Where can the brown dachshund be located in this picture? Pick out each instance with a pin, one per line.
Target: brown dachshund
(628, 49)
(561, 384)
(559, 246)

▬▬▬▬▬▬▬▬▬▬

Problem to work on — Rewrite all the rows above as a numbered list, one line per item, leaving out any blank lines.

Task output —
1. Where can the brown dachshund be located in this picture? Pick out each instance with a pin, one per line.
2. Target: brown dachshund
3. (628, 49)
4. (561, 384)
5. (559, 246)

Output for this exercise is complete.